(Dataset records)
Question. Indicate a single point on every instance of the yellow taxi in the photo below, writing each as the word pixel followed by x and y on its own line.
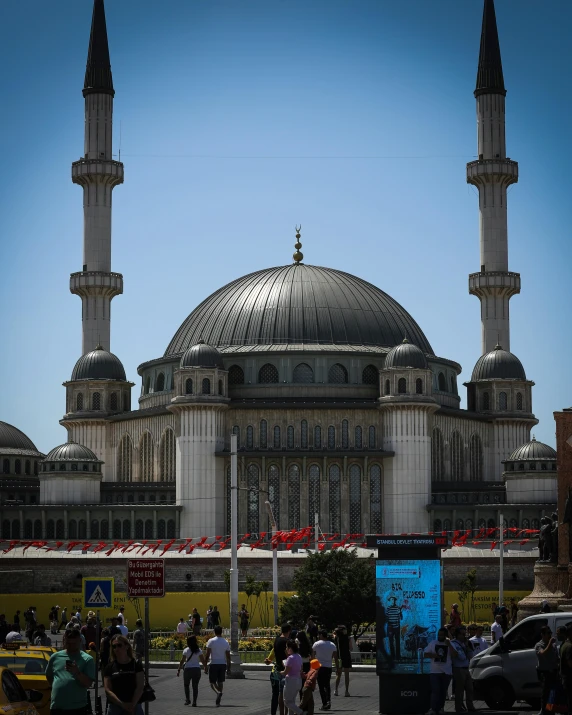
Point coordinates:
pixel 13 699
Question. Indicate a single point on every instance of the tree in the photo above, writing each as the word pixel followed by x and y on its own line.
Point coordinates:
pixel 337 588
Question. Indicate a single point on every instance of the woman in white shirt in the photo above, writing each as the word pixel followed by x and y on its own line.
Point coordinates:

:: TASK PROMPT ::
Search the entries for the word "above" and show every line that has it.

:: SOLUTION TO THE EXERCISE ::
Question. Indicate a single point on every instance of the tree in the photo above, writing each as the word pixel followed by x and y on its own line.
Question. Indicate a single point on every instance of the woman in white shirt in the photo above, writing each as the word pixel followed by x and y on its own line.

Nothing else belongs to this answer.